Point annotation lines
+++

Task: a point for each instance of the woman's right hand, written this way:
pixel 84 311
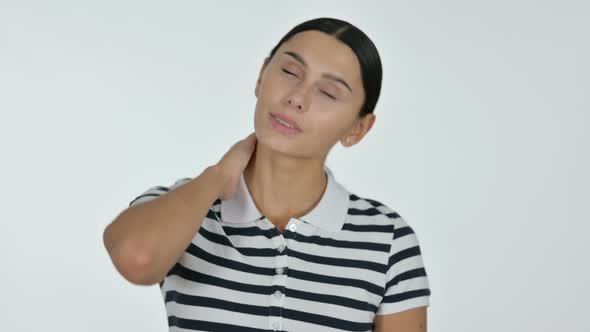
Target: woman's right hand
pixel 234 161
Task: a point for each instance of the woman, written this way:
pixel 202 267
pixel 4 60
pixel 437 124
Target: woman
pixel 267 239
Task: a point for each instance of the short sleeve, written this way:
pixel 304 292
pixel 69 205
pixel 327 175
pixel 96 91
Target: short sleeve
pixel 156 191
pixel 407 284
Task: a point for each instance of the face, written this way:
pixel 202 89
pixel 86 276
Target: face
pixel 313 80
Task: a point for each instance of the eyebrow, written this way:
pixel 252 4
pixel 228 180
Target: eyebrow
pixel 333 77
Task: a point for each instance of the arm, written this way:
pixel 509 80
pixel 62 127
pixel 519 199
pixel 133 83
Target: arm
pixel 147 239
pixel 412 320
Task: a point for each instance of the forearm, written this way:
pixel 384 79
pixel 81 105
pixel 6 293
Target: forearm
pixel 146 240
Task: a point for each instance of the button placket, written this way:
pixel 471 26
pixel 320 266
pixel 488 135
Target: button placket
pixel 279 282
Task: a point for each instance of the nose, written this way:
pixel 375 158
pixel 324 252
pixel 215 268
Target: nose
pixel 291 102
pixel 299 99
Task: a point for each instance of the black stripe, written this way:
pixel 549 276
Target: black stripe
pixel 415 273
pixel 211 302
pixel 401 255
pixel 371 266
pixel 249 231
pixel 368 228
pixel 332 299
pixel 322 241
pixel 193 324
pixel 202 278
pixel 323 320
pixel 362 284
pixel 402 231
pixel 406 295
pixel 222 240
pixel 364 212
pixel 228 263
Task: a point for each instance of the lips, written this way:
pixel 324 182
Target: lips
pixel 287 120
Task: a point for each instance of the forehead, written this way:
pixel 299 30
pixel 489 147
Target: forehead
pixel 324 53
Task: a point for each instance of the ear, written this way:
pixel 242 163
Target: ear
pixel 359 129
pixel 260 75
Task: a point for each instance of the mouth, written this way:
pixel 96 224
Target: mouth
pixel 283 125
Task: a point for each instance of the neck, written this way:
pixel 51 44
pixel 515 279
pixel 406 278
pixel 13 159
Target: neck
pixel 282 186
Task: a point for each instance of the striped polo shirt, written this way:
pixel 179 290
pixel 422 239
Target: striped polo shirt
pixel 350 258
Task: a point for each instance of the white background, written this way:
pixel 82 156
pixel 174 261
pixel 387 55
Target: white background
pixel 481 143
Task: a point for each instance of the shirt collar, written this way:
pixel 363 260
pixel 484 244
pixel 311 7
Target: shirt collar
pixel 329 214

+++

Copy everything from the first of the lines above down to the one containing "pixel 407 284", including both ends. Leave the pictures out of your copy.

Task: a point for each instance of the woman's right hand, written this way:
pixel 84 311
Target: woman's right hand
pixel 234 161
Task: a point for each instance of the woman, written this way:
pixel 202 267
pixel 4 60
pixel 437 124
Target: woman
pixel 267 239
Task: a point for each instance of the short sleeve, written this way:
pixel 304 292
pixel 69 205
pixel 327 175
pixel 96 91
Target: short sleeve
pixel 156 191
pixel 407 284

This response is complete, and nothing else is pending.